◆ **GIVEN PROBLEM A**
In the passage on relations below, what monthly cost does the phone plan give for 3 extra GB?
◆ **GIVEN PROBLEM B**
Retype the stretch of the passage on relations below from "Plot those five" through "off it doesn’t.".
◆ **GIVEN PROBLEM C**
Decide whether each statement agrees with the passage on relations below, and quote the words of the passage that settle it.
(i) The phone plan's rule is y = 2x + 10.
(ii) Points off the line also satisfy the equation.
(iii) The five plotted points lie on a curve.

15.1.2 A relation as a table of pairs

A relation is any set of input-output pairs. You give it an input value, it gives back an output value.

The phone plan from the opening is a relation. Call the number of extra GB the input \(x\), and the monthly cost in pounds the output \(y\). The rule is:

\[y = 2x + 10\]

Read it as: “y equals 2 times x, plus 10.” Plug in \(x = 0\): you get \(y = 10\). Plug in \(x = 3\): you get \(y = 16\). That pair of values is the point \((3, 16)\).

Here’s the table for a few values:

\(x\) (extra GB)	\(y\) (cost, £)	Point
0	10	\((0, 10)\)
1	12	\((1, 12)\)
2	14	\((2, 14)\)
3	16	\((3, 16)\)
5	20	\((5, 20)\)

Plot those five points on the coordinate plane and they fall in a straight line. Every point on that line satisfies the equation. Every point off it doesn’t.

That’s the key idea: the graph and the equation are the same relationship in two different languages.

15.2 The method

15.2.1 Reading slope: rise over run

The equation \(y = 2x + 10\) has the form \(y = mx + b\).

◆ **RECORDED INFORMATION**

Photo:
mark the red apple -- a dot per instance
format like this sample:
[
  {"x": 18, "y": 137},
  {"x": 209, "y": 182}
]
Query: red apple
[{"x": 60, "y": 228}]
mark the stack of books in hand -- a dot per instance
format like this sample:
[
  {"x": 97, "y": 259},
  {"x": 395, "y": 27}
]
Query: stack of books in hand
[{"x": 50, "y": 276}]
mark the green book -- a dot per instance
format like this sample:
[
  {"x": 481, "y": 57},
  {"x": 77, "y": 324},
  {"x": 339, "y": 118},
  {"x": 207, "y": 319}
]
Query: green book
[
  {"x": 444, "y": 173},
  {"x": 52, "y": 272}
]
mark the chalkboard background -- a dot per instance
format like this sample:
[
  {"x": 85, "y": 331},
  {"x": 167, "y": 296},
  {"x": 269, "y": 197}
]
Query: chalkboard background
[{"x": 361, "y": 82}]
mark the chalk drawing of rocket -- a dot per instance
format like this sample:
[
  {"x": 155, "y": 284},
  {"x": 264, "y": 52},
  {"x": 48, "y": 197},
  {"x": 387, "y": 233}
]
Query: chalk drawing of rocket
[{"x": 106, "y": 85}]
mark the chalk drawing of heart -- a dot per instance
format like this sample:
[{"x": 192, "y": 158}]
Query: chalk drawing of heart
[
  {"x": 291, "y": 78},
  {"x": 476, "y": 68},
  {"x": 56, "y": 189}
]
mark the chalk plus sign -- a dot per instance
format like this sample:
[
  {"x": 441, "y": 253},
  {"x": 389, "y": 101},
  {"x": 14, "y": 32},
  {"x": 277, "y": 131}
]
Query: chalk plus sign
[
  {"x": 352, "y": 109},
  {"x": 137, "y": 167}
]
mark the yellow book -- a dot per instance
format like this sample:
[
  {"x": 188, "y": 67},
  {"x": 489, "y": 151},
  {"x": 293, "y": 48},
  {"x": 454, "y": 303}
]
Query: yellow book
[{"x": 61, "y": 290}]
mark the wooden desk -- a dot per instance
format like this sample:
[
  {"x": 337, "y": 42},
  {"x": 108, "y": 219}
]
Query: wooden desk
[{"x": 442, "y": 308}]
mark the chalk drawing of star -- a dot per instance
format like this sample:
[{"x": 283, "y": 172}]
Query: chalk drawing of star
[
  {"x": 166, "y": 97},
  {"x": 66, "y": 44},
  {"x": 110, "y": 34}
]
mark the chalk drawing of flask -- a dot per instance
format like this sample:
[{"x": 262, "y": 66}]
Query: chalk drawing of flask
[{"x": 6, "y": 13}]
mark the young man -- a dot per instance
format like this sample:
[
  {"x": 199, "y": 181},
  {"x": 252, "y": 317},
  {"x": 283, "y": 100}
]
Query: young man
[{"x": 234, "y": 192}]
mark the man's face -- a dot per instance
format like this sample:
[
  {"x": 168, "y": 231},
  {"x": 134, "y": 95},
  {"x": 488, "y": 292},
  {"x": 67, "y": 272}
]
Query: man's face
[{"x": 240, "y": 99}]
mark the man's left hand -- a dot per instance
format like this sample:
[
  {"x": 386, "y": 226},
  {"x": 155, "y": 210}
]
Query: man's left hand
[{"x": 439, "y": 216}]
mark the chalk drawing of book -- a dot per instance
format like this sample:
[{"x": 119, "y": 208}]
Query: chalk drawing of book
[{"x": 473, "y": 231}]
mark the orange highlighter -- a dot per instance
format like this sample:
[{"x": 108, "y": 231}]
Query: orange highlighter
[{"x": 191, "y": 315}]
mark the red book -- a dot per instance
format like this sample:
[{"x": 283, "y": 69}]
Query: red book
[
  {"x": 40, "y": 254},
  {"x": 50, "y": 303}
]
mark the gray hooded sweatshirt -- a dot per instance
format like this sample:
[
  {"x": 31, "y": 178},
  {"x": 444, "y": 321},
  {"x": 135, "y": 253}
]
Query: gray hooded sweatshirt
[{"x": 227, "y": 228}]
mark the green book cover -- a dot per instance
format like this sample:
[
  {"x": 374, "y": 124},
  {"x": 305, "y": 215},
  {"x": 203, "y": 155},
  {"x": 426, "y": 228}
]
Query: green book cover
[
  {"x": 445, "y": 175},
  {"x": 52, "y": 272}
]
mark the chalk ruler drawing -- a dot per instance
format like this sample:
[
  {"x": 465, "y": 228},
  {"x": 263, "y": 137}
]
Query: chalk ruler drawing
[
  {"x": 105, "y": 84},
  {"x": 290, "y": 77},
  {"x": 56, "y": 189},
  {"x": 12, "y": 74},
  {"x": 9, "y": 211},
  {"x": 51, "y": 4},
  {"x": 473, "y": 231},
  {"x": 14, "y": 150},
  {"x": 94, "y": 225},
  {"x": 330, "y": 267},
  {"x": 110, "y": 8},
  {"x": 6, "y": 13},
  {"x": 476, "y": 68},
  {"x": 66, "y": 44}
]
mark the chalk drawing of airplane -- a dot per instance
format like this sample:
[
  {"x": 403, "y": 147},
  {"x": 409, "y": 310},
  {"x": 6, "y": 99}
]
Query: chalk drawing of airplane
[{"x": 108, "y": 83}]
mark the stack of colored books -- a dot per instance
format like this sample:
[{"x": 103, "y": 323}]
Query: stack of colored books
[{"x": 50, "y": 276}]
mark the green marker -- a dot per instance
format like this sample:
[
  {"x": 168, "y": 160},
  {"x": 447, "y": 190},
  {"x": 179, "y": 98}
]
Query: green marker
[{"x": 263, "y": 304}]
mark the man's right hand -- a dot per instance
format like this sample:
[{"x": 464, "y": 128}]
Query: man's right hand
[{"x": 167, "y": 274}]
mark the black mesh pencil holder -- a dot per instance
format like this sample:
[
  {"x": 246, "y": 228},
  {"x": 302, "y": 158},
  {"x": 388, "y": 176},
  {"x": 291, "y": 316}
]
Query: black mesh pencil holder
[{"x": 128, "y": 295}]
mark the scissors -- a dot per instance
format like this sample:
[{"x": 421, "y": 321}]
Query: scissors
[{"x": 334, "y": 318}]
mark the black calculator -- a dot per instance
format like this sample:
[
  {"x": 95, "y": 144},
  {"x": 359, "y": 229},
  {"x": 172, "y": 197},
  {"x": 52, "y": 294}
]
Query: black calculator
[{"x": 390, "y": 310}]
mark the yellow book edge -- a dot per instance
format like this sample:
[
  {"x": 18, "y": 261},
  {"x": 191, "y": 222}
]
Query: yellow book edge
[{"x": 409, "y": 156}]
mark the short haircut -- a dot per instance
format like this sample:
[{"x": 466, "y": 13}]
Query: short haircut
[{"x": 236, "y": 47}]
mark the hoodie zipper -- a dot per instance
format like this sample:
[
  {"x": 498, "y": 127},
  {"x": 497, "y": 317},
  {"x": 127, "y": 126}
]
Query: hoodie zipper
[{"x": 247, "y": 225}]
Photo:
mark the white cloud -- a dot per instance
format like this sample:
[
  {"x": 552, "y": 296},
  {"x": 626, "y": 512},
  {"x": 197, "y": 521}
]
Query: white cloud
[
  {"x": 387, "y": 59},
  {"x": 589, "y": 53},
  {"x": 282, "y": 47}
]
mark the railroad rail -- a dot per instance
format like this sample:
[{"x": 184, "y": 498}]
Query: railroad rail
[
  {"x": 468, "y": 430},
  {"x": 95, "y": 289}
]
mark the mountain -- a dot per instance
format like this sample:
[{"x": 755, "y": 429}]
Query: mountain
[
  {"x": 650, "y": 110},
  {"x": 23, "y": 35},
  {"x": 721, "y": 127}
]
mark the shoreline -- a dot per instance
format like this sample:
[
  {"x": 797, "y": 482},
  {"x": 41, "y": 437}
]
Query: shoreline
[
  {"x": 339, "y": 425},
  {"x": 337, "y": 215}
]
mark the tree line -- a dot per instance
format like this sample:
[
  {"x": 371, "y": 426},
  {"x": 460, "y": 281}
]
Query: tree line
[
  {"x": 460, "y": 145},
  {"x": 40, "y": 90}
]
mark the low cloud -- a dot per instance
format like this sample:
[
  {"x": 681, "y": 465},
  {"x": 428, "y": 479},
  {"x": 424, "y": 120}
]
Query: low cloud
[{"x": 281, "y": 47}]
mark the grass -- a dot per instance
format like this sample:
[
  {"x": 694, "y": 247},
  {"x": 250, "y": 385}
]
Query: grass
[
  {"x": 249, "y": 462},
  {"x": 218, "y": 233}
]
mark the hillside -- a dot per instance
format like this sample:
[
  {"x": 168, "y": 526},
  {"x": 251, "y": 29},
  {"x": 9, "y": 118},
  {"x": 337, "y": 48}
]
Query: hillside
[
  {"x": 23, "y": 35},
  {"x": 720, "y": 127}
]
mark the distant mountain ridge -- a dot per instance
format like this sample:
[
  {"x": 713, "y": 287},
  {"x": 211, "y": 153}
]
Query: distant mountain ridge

◆ **REPLY A**
16 pounds.

◆ **REPLY B**
Plot those five points on the coordinate plane and they fall in a straight line. Every point on that line satisfies the equation. Every point off it doesn’t.

◆ **REPLY C**
(i) Yes: "\[y = 2x + 10\]"
(ii) No: "Every point off it doesn’t."
(iii) No: "they fall in a straight line."